Tareas -
1 – Resume en dos oraciones el relato sobre la preparación de las Oposiciones de Matemáticas.
2 – Continúa el relato sobre la preparación de las Oposiciones de Matemáticas a partir de su última oración.

Texto de lectura -

■ ■ ■

No quisiera terminar estas líneas sin dedicar la plaza que he conseguido a todas las personas que han creído en mí y que me han apoyado todos estos meses, pero sobre todo a mi padre, que esté donde esté estoy seguro que ha hecho todo lo posible para que mi sueño se hiciera realidad, y a los que han sido mis alumnos de Matemáticas en el Colegio de La Asunción, especialmente a los que tanto aprecio me mostraron en mi primer año de profesor, de quienes me he acordado cada día cuando me sentaba a estudiar.
Desde el principio tenía muy claro, y en eso coincidíamos tanto mis compañeros como mis dos preparadores, que para alcanzar este objetivo debían entrar en juego dos factores claramente definidos y, al mismo tiempo, muy diferentes entre sí: estudio y suerte. Lo primero dependía única y exclusivamente de mí; lo segundo, no. Así pues, no me quedaba otra que dar el máximo de mí mismo y dedicar todo el tiempo posible a las Oposiciones en todas sus variadas facetas: temario, problemas, programación didáctica y unidades didácticas. Antes de comenzar con las clases de la academia, tenía asumido que los temas y los problemas que tendría que preparar iban a ser de un nivel muy superior al que realmente se aplica después en las aulas de Secundaria y Bachillerato, con buena parte de contenidos universitarios, y es que, tal y como nos dijo uno de los dos preparadores en la primera clase, "íbamos a hacer un máster de Matemáticas en nueve meses". Como un parto, para que quede claro.
La verdad es que me costó bastante arrancar, ya que tardé cuatro días en ponerme realmente en funcionamiento tras la primera clase, en parte porque, como con cada nueva experiencia, uno no sabe ni cómo ni por dónde empezar. Lo que más me preocupaba era establecer cuanto antes una rutina para los primeros tres o cuatro meses que me permitiera ir al día con las clases semanales, puesto que de lo contrario la cosa se pondría muy cuesta arriba; resumir la mayor cantidad de temas factibles de estudiar, porque algunos era mejor ni mirarlos por su complejidad; intentar en casa la mayor cantidad de problemas posible antes de resolverlos en clase para, una vez corregidos, pasarlos a limpio; e ir elaborando la programación didáctica poco a poco para dejarla lista a falta de pequeños retoques de última hora. Afortunadamente, este primer objetivo que me impuse lo conseguí más pronto de lo que pensaba. Teniendo en cuenta que las clases eran los jueves por la tarde y que en cada una de ellas me explicaban dos temas, hacíamos varios ejercicios y nos explicaban algún que otro apartado de la programación, decidí dedicar los fines de semana a resumir uno o los dos temas expuestos, según me gustasen o no, y el resto de días hasta la siguiente clase a pasar a limpio los problemas resueltos, a intentar los que estaban propuestos para la siguiente y a redactar la programación didáctica, que en mi caso sería de 2º ESO.

■ ■ ■

Material facilitado -
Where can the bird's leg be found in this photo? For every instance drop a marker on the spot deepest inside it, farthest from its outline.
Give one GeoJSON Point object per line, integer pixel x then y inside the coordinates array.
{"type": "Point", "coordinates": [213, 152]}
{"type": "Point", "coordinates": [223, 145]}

■ ■ ■

Respuestas -
1 – El narrador dedica la plaza conseguida a quienes lo apoyaron, sobre todo a su padre y a sus antiguos alumnos de Matemáticas del Colegio de La Asunción, y explica que desde el principio supo que el éxito dependía del estudio y de la suerte, por lo que se entregó al temario, los problemas, la programación didáctica y las unidades didácticas. Aunque le costó arrancar, pronto estableció una rutina: los fines de semana resumía los temas explicados en la clase de los jueves, y el resto de los días pasaba a limpio los problemas resueltos, intentaba los propuestos para la clase siguiente y redactaba su programación didáctica de 2º ESO.

2 –
Ni que decir tiene que las primeras semanas todo lo veía muy negro, ya que muchos de los temas eran bastante largos incluso una vez resumidos y con demostraciones difíciles de aprender, mientras que buena parte de los problemas no había por dónde cogerlos salvo que supieses el truco que había que aplicar. Imaginad lo que se me pasaba por la cabeza cuando, de una relación de diez o doce ejercicios, solamente era capaz de hacer un par de ellos, casi siempre tras pasar quince o veinte minutos pensando cómo plantearlos o rehaciéndolos por haber cometido algún fallo. En el examen no iba a tener todo el tiempo del mundo, solamente cuatro horas y media para desarrollar un tema elegido de entre cuatro bolas sacadas al azar de una bolsa con los 71 que componen el temario de Matemáticas y tres problemas de entre los seis propuestos. Fueron varios los días en los que me planteé tirar la toalla, abandonar el barco y renunciar a las Oposiciones ante este panorama, especialmente durante los tres primeros meses, pero al mismo tiempo me concienciaba de que tenía que sacar fuerzas de donde no las había, ser constante y no cejar en el intento si de verdad quería volver a ser profesor. Y eso hice, mentalizarme y pensar que todo iría a mejor.
Con el paso de los días, me di cuenta de que cada vez hacía mejores resúmenes de los temas y que ahora, en vez de solamente uno o dos, ya era capaz de hacer la mitad de los problemas, o por lo menos parcialmente. Eso se fue traduciendo en que en casi todas las clases salía a la pizarra a resolver ejercicios, bien voluntariamente o bien a petición de los preparadores, lo cual era un claro indicio de que iba por buen camino. En enero empecé a dedicar tiempo de la semana a estudiar los temas, lo cual implicaba que a partir de entonces tenía que ser más selectivo a la hora de resumir nuevos temas, que finalmente se quedaron en 37 de los 71 que componen el temario; además, de cara al primer examen, fui haciendo simulacros tanto de los temas como de los ejercicios para entrenar y aprender a controlar el tiempo del que iba a disponer. Ya por entonces, mis compañeros de clase habían comenzado a considerarme como un firme candidato a conseguir una de las 200 plazas que se iban a ofertar, o por lo menos a entrar en la bolsa superando la primera prueba, a lo que yo, para quitarme presión, siempre les decía que por muy bien que me vieran no significaba nada, puesto que podría darse el caso de que en la suerte de las bolas de los temas no saliese ninguno de los que tenía pensado preparar o que los problemas no supiera cómo atacarlos, teniendo en cuenta además que suelen ser largos y rara vez da tiempo a hacer tres enteros. La suerte sería más que determinante.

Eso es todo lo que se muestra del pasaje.